- **Items**

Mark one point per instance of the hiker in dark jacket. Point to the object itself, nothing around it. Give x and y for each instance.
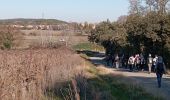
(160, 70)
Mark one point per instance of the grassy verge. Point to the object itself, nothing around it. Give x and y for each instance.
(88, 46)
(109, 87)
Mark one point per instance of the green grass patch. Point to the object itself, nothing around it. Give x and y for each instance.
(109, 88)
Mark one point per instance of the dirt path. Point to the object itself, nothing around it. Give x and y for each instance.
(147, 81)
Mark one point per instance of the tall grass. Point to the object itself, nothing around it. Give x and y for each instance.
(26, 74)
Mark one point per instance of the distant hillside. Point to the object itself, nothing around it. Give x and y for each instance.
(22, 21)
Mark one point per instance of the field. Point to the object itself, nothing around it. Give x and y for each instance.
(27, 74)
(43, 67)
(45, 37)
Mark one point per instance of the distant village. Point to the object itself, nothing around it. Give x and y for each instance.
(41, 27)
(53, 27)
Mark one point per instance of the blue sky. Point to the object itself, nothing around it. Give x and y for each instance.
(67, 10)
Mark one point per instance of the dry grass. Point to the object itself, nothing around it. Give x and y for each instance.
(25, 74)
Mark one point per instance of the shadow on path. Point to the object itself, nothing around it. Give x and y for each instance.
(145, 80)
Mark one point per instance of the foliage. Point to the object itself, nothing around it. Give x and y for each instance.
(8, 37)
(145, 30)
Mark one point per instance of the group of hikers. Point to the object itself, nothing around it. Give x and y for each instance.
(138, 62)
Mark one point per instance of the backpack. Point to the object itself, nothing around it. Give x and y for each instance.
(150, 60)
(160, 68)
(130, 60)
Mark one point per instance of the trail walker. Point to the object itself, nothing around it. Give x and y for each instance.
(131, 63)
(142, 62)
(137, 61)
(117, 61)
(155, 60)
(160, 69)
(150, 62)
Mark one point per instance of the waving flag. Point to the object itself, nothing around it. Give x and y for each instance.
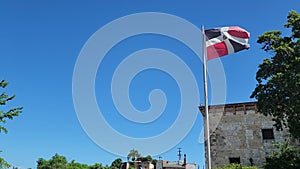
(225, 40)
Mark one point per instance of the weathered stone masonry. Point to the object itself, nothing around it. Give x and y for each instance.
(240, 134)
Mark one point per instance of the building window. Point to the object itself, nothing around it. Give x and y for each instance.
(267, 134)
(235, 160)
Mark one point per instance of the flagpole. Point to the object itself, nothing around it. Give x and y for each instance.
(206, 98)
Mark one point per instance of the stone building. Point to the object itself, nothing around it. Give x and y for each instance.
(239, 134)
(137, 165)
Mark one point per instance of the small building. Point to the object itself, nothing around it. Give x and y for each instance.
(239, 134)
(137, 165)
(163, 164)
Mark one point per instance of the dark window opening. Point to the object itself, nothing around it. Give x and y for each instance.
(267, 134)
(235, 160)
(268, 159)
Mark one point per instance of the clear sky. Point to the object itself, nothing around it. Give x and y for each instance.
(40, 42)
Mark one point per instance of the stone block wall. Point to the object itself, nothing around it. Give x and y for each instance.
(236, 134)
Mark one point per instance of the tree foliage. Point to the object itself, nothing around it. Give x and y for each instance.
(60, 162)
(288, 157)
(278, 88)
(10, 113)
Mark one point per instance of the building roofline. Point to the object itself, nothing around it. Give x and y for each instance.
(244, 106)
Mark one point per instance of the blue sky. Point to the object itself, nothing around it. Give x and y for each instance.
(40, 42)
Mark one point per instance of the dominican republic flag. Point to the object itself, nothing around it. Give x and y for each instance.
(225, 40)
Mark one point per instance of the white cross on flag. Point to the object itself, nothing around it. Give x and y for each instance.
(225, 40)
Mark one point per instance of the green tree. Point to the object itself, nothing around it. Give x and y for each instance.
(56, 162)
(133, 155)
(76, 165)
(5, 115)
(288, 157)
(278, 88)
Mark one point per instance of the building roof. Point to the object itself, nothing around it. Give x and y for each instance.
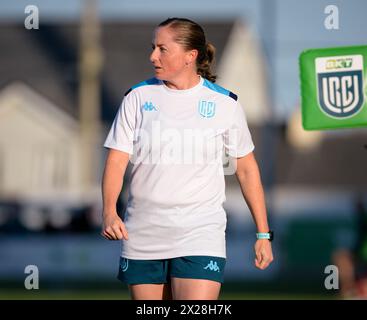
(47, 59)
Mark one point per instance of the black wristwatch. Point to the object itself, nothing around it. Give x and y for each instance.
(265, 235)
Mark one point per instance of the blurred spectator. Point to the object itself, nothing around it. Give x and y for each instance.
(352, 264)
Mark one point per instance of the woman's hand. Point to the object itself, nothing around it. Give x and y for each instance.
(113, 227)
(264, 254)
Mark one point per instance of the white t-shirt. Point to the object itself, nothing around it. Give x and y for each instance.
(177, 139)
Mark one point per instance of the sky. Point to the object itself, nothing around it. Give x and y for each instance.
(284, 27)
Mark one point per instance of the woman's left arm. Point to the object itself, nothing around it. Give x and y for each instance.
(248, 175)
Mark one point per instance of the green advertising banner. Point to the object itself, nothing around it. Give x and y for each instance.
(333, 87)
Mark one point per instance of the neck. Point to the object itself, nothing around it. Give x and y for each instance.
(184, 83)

---

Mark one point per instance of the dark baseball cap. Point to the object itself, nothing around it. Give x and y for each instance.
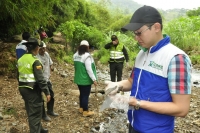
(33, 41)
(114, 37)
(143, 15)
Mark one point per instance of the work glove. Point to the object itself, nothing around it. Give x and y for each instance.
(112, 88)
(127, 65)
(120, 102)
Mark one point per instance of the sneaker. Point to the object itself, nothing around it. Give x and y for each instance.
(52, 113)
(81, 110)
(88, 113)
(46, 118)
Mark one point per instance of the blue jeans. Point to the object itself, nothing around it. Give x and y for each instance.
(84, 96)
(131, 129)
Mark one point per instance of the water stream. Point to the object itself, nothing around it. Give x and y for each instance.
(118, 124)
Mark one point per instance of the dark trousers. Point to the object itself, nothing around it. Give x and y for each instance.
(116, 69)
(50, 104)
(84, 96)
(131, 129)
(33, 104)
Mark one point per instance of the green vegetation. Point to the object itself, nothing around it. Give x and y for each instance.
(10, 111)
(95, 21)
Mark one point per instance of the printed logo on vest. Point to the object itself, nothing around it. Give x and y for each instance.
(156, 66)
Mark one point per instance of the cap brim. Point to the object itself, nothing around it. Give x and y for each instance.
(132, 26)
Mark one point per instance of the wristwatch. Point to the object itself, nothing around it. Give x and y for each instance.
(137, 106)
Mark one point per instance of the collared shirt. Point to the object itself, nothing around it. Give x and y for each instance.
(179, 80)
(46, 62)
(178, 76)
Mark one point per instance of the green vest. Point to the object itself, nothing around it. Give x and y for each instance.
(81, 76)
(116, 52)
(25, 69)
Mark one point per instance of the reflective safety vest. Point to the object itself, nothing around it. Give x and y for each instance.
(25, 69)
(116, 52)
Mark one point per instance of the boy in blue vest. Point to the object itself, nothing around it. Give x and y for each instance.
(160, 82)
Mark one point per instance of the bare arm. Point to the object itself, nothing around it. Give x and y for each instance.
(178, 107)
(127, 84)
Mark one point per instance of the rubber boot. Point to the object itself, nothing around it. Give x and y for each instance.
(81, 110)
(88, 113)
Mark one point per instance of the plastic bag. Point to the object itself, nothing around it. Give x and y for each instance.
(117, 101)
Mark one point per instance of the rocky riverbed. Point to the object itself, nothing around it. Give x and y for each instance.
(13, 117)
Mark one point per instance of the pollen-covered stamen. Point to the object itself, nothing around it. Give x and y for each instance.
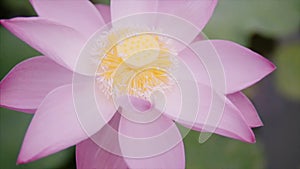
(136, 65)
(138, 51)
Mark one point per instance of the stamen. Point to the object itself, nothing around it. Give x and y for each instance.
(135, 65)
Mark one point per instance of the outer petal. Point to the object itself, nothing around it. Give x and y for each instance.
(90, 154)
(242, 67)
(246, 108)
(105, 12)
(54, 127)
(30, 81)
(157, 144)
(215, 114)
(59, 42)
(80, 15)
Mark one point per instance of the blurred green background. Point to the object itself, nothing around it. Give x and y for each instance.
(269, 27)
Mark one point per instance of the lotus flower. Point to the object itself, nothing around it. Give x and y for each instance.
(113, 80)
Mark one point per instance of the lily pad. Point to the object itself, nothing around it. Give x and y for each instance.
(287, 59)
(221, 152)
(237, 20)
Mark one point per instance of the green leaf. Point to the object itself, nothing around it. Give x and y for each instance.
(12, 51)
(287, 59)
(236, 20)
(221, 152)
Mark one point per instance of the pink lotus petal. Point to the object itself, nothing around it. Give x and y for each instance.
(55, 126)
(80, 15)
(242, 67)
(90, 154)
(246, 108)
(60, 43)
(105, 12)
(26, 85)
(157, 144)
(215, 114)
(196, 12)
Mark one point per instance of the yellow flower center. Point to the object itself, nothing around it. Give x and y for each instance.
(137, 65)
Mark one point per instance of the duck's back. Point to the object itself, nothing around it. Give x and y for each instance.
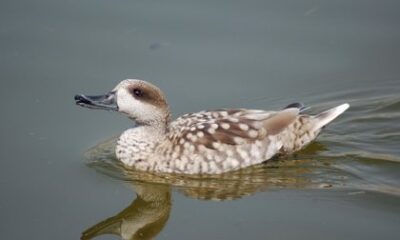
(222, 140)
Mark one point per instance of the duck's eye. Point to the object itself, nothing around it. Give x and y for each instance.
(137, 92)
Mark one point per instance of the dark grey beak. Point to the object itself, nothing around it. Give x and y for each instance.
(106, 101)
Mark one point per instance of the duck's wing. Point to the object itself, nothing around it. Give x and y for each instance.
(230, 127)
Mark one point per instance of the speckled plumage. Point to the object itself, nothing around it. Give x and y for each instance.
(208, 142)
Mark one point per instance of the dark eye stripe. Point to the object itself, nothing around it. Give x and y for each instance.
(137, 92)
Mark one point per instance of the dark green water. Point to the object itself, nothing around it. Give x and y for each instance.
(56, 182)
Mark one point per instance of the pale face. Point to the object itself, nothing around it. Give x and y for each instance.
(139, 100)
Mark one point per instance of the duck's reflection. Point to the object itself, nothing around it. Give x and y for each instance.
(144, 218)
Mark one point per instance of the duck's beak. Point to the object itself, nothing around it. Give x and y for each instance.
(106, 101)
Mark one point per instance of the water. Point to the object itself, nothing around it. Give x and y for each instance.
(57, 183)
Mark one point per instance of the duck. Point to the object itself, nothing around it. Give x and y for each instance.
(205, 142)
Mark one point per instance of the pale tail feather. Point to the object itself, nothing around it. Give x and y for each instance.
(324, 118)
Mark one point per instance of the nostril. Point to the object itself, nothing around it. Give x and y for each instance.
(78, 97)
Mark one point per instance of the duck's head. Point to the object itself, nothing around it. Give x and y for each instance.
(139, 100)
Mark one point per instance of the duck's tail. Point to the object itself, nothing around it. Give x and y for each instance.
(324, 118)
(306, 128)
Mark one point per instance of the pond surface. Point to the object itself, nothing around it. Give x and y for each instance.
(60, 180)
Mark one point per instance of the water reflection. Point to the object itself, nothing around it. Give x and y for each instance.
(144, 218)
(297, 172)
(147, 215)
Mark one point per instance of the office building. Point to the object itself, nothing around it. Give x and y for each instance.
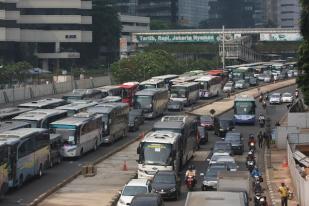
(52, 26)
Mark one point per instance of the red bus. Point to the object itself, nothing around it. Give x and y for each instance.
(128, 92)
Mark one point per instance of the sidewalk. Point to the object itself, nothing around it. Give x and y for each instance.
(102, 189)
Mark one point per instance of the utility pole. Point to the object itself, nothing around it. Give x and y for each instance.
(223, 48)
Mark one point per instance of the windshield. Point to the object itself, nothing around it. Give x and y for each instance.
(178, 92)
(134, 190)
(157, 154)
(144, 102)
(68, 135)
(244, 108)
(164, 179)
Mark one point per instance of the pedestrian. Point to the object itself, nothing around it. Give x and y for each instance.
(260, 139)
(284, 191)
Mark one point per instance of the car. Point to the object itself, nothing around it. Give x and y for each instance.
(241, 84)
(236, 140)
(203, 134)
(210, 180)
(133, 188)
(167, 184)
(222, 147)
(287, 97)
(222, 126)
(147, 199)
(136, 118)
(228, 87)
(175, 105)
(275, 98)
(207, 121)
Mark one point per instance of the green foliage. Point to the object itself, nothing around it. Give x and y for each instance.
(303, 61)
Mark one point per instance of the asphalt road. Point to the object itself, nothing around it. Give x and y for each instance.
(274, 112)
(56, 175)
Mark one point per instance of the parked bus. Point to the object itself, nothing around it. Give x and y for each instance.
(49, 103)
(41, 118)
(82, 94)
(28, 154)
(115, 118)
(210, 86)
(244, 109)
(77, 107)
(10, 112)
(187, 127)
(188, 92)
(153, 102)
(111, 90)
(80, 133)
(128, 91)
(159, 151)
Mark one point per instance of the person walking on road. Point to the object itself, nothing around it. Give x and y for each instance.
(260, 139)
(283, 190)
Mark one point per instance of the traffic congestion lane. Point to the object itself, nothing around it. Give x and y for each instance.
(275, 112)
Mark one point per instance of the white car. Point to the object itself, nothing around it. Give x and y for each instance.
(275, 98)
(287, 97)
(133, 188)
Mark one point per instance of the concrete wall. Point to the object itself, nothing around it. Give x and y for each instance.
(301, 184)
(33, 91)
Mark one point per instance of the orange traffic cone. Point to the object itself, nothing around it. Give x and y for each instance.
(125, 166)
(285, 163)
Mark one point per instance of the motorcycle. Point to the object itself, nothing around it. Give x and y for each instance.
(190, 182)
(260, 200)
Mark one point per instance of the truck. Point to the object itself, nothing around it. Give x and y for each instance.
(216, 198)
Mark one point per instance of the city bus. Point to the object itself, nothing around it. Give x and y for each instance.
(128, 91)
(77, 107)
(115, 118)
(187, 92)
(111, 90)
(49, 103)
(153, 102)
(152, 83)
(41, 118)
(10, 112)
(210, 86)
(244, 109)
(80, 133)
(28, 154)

- **Aim**
Pull out every line in the listing above that contains the string "blurred", treating uppercase and lowercase as different.

- **Written reply**
Mark one point per instance of the blurred spectator. Point to the object itself, nothing around it. Give x and y for each instance.
Mark one point per instance of the blurred green background. Point to the object itself, nothing around it. Give x and y for each instance.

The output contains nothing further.